### Extract to read

Because earning more without a strategy for growing what you keep is like filling a bucket with a hole in the bottom. The water goes in — but it does not stay.
The Tax-Free Savings Account is one of the most powerful tools available to ordinary South African families for closing that hole. It is not exotic. It is not reserved for the wealthy. It is accessible, simple in concept, and — as of 1 March 2026 — more generous than it has ever been.
I want every family reading this to understand not just what a TFSA is, but how to use it strategically, as a household, across generations. Because the families who build lasting wealth in South Africa are rarely the families with the highest single income. They are the families who understood the tools available to them and used them with patience and consistency.
“The wise store up choice food and olive oil, but fools gulp theirs down.” Proverbs 21:20 (NIV)
Storing wisely. Not gulping down. That is the spirit of what we are building today.
What a TFSA Actually Is — In Plain Language
A Tax-Free Savings Account is not, despite its name, a traditional savings account. It is an investment account — one where the growth, dividends, and interest earned inside it are completely exempt from tax, for as long as the money remains invested.
Here is the simplest way to understand it: in a normal investment account, SARS takes a share of your growth through capital gains tax, dividends tax, and interest tax. In a TFSA, SARS takes none of it. Every rand of growth belongs entirely to you and your family.
This was introduced by National Treasury in 2015 specifically to encourage South Africans to save and invest more. And for ten years, the contribution limits remained relatively modest. That changed significantly this year.
The 2026 TFSA Update Every Family Needs to Know
This is the headline news, and it is genuinely significant.
From 1 March 2026, the annual TFSA contribution limit increased from R36,000 to R46,000 per tax year — an increase of R10,000, and the largest single-year jump since TFSAs were introduced in 2015. The lifetime contribution limit remains at R500,000.
To put this in practical terms: a family wanting to maximise their TFSA contribution can now invest approximately R3,833 per month, up from roughly R3,000 previously. That additional R10,000 a year, invested and compounding tax-free over a decade or two, makes a meaningful difference to the eventual outcome.

######

Task requirements:
[1] Transcribe part of the TFSA passage, starting at the words "The Tax-Free Savings" and ending after the words "are building today.".
[2] According to the TFSA passage, what was the annual contribution limit before 1 March 2026, and what is it from that date?

### Data lines

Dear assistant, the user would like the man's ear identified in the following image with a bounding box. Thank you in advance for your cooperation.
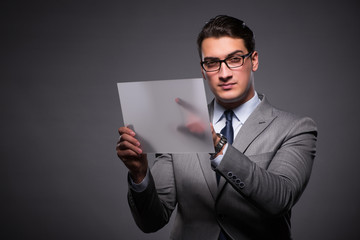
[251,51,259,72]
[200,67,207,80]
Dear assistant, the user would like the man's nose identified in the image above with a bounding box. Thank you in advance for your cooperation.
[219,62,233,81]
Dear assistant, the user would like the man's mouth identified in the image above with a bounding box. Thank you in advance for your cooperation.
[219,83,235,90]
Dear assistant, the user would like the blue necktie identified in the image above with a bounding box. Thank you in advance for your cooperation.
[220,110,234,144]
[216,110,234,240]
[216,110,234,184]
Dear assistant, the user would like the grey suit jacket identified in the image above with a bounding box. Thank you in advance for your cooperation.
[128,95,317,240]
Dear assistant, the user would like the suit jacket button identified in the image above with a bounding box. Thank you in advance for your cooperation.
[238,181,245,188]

######
### Data lines

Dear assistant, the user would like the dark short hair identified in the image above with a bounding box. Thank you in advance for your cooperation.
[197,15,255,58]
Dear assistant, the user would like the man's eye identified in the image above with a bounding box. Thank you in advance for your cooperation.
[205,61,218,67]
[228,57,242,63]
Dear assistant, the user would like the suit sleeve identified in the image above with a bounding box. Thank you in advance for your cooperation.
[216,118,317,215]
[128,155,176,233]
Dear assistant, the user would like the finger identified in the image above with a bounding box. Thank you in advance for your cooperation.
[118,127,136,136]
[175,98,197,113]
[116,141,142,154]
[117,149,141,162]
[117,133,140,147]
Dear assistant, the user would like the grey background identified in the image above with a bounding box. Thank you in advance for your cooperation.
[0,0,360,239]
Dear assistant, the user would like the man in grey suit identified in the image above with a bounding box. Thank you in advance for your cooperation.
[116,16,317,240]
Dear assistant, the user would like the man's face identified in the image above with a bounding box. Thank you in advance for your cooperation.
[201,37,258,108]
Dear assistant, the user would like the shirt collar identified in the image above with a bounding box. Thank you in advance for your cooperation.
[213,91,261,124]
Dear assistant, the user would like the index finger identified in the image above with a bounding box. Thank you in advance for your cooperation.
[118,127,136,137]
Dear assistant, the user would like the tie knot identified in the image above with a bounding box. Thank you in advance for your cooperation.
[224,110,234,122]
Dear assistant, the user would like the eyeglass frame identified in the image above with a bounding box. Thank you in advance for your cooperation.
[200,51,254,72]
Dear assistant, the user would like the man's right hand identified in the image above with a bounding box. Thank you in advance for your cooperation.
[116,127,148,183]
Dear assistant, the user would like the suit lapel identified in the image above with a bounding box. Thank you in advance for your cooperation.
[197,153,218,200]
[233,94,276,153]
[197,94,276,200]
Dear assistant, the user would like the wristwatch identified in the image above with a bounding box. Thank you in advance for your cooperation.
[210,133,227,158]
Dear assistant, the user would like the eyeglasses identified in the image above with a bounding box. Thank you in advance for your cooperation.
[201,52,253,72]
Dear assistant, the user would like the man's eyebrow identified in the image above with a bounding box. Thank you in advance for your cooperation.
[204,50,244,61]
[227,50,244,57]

######

Task responses:
[1]
The Tax-Free Savings Account is one of the most powerful tools available to ordinary South African families for closing that hole. It is not exotic. It is not reserved for the wealthy. It is accessible, simple in concept, and — as of 1 March 2026 — more generous than it has ever been.
I want every family reading this to understand not just what a TFSA is, but how to use it strategically, as a household, across generations. Because the families who build lasting wealth in South Africa are rarely the families with the highest single income. They are the families who understood the tools available to them and used them with patience and consistency.
“The wise store up choice food and olive oil, but fools gulp theirs down.” Proverbs 21:20 (NIV)
Storing wisely. Not gulping down. That is the spirit of what we are building today.

[2] It was R36,000 per tax year and increased to R46,000 per tax year.